Given text -
The Setagaya Line: the 1969 cull, and the one tram that survived

Tokyu Setagaya Line tram running on its private right-of-way through residential west Tokyo
A 300 series tram on the 5.0 km Setagaya Line. This is the only piece of street-running track Tokyu still operates. Two-car trams every 5–10 minutes, top speed 40 km/h, flat fare ¥160 IC. Each unit is painted a different solid colour. Photo by Aimaimyi / Wikimedia Commons (CC BY-SA 3.0)

Tokyu used to run a much larger streetcar network. The Tamagawa Line, 9.1 km between Shibuya and Futakotamagawa, closed on 10 May 1969, replaced first by buses and later by the underground Shin-Tamagawa Line. The Kinuta branch and the rest of the Tamagawa group went the same way. The 5.0 km Setagaya Line survived because, alone among the Tokyu trams, it never crossed a major road and never blocked the buses or the cars. It is now the only piece of street-running track Tokyu still operates and runs ten 300 series two-car units, each painted a different solid colour.

To-do list -
1) Do these statements agree with the piece on the Setagaya Line? For each of (a), (b), and (c), answer yes or no and quote the words of the text that decide it. (a) The Tamagawa Line closed on 10 May 1969. (b) The Setagaya Line is 9.1 km long. (c) All Setagaya Line trams share a single paint scheme.
2) Translate this sentence from the Setagaya Line piece into Spanish: "The 5.0 km Setagaya Line survived because, alone among the Tokyu trams, it never crossed a major road and never blocked the buses or the cars."
3) Extend the piece on the Setagaya tram line, picking up after its final sentence.

Object position labeling lines -

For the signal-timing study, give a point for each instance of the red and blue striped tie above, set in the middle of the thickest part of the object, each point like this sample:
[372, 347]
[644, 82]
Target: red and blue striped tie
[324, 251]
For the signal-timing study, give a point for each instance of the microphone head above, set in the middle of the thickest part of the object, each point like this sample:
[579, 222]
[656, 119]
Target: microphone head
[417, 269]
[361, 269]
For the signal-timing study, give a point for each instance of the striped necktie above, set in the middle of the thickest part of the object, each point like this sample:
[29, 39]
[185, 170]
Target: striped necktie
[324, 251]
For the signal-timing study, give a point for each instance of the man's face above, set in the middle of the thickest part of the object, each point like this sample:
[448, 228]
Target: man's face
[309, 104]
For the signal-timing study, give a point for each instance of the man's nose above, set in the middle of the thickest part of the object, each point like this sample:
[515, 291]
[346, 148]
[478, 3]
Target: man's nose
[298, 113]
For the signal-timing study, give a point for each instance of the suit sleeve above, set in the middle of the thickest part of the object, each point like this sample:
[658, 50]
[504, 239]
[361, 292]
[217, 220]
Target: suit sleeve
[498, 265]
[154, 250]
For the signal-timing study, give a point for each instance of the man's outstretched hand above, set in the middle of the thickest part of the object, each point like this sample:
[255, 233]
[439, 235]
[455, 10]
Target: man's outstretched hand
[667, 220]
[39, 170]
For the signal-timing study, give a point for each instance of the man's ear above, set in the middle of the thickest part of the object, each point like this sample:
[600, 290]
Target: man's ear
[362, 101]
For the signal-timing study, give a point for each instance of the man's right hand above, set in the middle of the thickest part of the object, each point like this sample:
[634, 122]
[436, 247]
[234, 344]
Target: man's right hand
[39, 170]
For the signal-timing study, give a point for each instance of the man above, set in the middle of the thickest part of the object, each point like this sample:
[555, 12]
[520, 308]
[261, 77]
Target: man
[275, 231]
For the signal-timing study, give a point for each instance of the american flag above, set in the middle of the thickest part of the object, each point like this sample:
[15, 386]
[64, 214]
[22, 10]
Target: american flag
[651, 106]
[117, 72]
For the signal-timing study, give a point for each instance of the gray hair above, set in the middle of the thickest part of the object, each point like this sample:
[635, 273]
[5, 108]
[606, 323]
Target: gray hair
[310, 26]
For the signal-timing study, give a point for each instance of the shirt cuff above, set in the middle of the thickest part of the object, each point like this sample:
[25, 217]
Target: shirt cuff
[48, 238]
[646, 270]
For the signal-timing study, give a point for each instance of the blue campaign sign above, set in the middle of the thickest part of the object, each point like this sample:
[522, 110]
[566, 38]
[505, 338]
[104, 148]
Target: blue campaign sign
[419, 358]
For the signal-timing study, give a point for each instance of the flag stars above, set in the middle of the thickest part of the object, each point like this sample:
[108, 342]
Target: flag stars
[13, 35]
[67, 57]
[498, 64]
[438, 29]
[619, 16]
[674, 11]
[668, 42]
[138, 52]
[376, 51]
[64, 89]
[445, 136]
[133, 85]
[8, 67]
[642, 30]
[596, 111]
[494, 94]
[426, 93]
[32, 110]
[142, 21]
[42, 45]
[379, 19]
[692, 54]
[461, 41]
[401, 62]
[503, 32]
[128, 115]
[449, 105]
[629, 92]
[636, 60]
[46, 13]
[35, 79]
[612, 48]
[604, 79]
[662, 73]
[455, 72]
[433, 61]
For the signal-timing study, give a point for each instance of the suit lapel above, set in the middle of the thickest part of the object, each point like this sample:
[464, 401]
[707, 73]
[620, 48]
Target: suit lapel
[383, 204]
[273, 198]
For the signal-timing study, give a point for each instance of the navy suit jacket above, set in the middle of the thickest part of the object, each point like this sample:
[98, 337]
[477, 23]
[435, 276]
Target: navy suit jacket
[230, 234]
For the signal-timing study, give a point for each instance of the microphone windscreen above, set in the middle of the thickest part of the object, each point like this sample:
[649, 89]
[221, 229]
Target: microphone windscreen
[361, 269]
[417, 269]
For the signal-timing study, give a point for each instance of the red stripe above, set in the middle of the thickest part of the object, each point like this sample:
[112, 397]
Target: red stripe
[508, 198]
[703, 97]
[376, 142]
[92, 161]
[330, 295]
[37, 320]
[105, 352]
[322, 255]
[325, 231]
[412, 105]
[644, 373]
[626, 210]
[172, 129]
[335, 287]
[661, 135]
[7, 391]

Final results -
1)
(a) Yes: "closed on 10 May 1969"
(b) No: "The 5.0 km Setagaya Line"
(c) No: "each painted a different solid colour"

2) La línea Setagaya, de 5,0 km, sobrevivió porque, única entre los tranvías de Tokyu, nunca cruzó una vía principal ni bloqueó a los autobuses ni a los coches.

3)
Tokyu Setagaya Line tram depot in west Tokyo, photographed in April 2019
The Setagaya Line tram depot, April 2019. The depot at Wakabayashi handles overnight stabling for all ten 300 series two-car units. Each is painted in a different solid colour: green, blue, pink, yellow, red, white, lavender, beige, lemon, orange. Photo by Svetlov Artem / Wikimedia Commons (CC BY-SA 4.0)
Tokyu Setagaya Line tram in 2024, in service through the Setagaya residential district
A Setagaya tram in 2024. The line survived the 1969 cull because it never crossed a major road and never blocked traffic. Get off at Shoin-jinja-mae for Setagaya Hachiman Shrine, then walk one stop to Wakabayashi to see the depot. Photo by mszczk / Wikimedia Commons (CC BY-SA 4.0)

How Tokyu builds its trains

The rolling stock tells you the same story as the lines. Tokyu has been building its own trains for almost the entire post-war period and the fleet is the most consistent of any private operator in Japan: stainless-steel bodies, a corporate red accent band, longitudinal seating, four-and-a-half-inch destination boards. There is a recognisable Tokyu shape that has evolved cleanly from the 1969 8000 series prototype to the 2018 2020 series.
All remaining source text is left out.